On The Day of the Wedding

by Errolyn

The dear dear went around looking for a Christmas present for me last Monday. He was on leave and we were supposed to meet at a mall for dinner. Arriving early, he figured it was a great opportunity to take some time out to shop for his wife-to-be!

When he first told me, I thought he wanted to buy something to accompany the Proposal……but no, he only wanted to give me something because we hadn't done anything for ourselves (well, I wouldn't go THAT far ;) ) recently. Which is just so sweeet!

In fact, I thought the same thing just a few days before - that we had been so busy planning for the wedding and arranging to meet vendors and obsessing about prices that we hadn't just laughed and dated…..And that is the crux of the post today - remember the romance, remember WHY you are getting married - if things don't go perfectly on the Actual Day, it really doesn’t matter - in fact it will add to your memory of the very special day. I am usually so anal about stuff like this but surprisingly, I'm quite relaxed about the Actual Day events. I have a rough idea of how I want it to run and that's about it.

Perhaps it's cos we're only having a small intimate party with close friends and family and I feel it is more manageable and I don't have to 'put on a show' for 1000 guests. These are our friends and their only thoughts and feelings and memories of the day should be that "2 people who love each other are pledging their commitment to each other and I'm there to witness it because the happy couple Want me there!". Hence, less pressure on me - I want the day to be filled with laughter, not rigid formality. I want to be myself and to be able to laugh and cry and shout and run….ooooh…my heart feels so full now as I describe how I envision it.

I want to sit next to my mum and dad and hold their hands and tell them that they have given me the world and that I don't want them to worry about me anymore because I have found someone wonderful to share my life with. I want to tell them that I miss them so much when they are not by my side and that I will always love them beyond their wildest expectations. I will tell them I am the person I am today because of them and thank them for moulding me and yet giving me the space and opportunities I needed to grow into myself.

Mum and dad have raised me well enough to recognise Ju Han for the man that he is and they have inspired in me the strength and patience and love to live with him, grow with him and accept him as he is. (Hey, people writing love story here, don't 'ahem ahem' ok!!!)

Photo object pointing records:
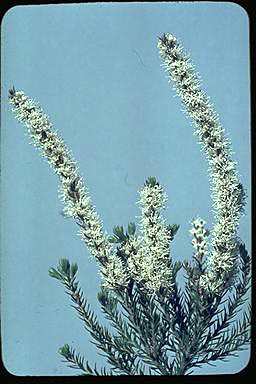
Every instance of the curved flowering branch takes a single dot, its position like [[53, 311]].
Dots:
[[227, 192], [73, 193]]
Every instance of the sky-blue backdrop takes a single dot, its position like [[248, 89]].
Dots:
[[95, 70]]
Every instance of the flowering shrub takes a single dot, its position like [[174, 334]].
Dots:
[[157, 328]]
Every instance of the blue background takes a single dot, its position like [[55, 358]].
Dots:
[[95, 70]]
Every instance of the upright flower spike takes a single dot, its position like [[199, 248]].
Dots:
[[199, 238], [228, 194], [156, 270], [73, 193]]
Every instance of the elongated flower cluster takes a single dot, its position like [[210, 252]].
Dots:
[[227, 192], [74, 194], [155, 270], [199, 238]]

* WRITTEN EXERCISE 1 *
In the wedding post, where were the writer and her husband-to-be supposed to meet for dinner last Monday?
* WRITTEN EXERCISE 2 *
Pull out the part of the wedding post starting with "The dear dear" and going on through "for his wife-to-be!", word for word.
The rows are separate from the wedding post and stand on their own.

* EXERCISE RESPONSE 1 *
At a mall.

* EXERCISE RESPONSE 2 *
The dear dear went around looking for a Christmas present for me last Monday. He was on leave and we were supposed to meet at a mall for dinner. Arriving early, he figured it was a great opportunity to take some time out to shop for his wife-to-be!